[Start of Passage to read]
Might does not make right—right?

Therefore right does not make might. Right?

But we want it to. “My strength is as the strength of ten because my heart is pure.”

If we insist that in the real world the ultimate victor must be the good guy, we’ve sacrificed right to might. (That’s what History does after most wars, when it applauds the victors for their superior virtue as well as their superior firepower.) If we falsify the terms of the competition, handicapping it, so that the good guys may lose the battle but always win the war, we’ve left the real world, we’re in fantasy land—wishful thinking country.

Homer didn’t do wishful thinking.

Homer’s Achilles is a disobedient officer, a sulky, self-pitying teenager who gets his nose out of joint and won’t fight for his own side. A sign that Achilles might grow up someday, if given time, is his love for his friend Patroclus. But his big snit is over a girl he was given to rape but has to give back to his superior officer, which to me rather dims the love story. To me Achilles is not a good guy. But he is a good warrior, a great fighter—even better than the Trojan prime warrior, Hector. Hector is a good guy on any terms—kind husband, kind father, responsible on all counts—a mensch. But right does not make might. Achilles kills him.

The famous Helen plays a quite small part in The Iliad. Because I know that she’ll come through the whole war with not a hair in her blond blow-dry out of place, I see her as opportunistic, immoral, emotionally about as deep as a cookie sheet. But if I believed that the good guys win, that the reward goes to the virtuous, I’d have to see her as an innocent beauty wronged by Fate and saved by the Greeks.

And people do see her that way. Homer lets us each make our own Helen; and so she is immortal.

I don’t know if such nobility of mind (in the sense of the impartial “noble” gases) is possible to a modern writer of fantasy. Since we have worked so hard to separate History from Fiction, our fantasies are dire warnings, or mere nightmares, or else they are wish fulfillments.

I don’t know any war story comparable to The Iliad except maybe the huge Indian epic the Mahabharata. Its five brother-heroes are certainly heroes, it’s their story—but it’s also the story of their enemies, also heroes, some of whom are really great guys—and it’s all so immense and complicated and full of rights and wrongs and implications and gods who interfere even more directly than the Greek gods do—and then, after all, is the end tragic or is it comic? The whole thing is like a giant cauldron of ever-replenished food you can dive your fork into and come out with whatever you need most to nourish you just then. But next time it may taste quite different.

And the taste of the Mahabharata as a whole is very, very different from that of The Iliad, above all because The Iliad is (unjust divine intervention aside) appallingly realistic and bloodthirstily callous about what goes on in a war. The Mahabharata’s war is all dazzling fantasy, from the superhuman exploits to the super­duper weapons. It’s only in their spiritual suffering that the Indian heroes become suddenly, heartbreakingly, heart-changingly real.
[End of Passage to read]
[Start of Data shown]
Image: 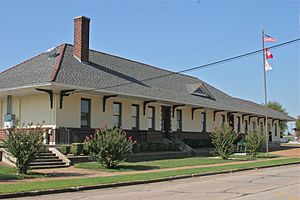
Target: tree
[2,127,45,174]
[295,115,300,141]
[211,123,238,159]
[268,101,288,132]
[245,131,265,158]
[End of Data shown]
Task directions: According to the essay on might and right, why does the Mahabharata as a whole taste so different from The Iliad?

Response to this exercise: The main reason is that The Iliad, apart from its unjust divine intervention, is appallingly realistic and bloodthirstily callous about what happens in a war. The Mahabharata's war, by contrast, is all dazzling fantasy, from the superhuman exploits to the super-duper weapons.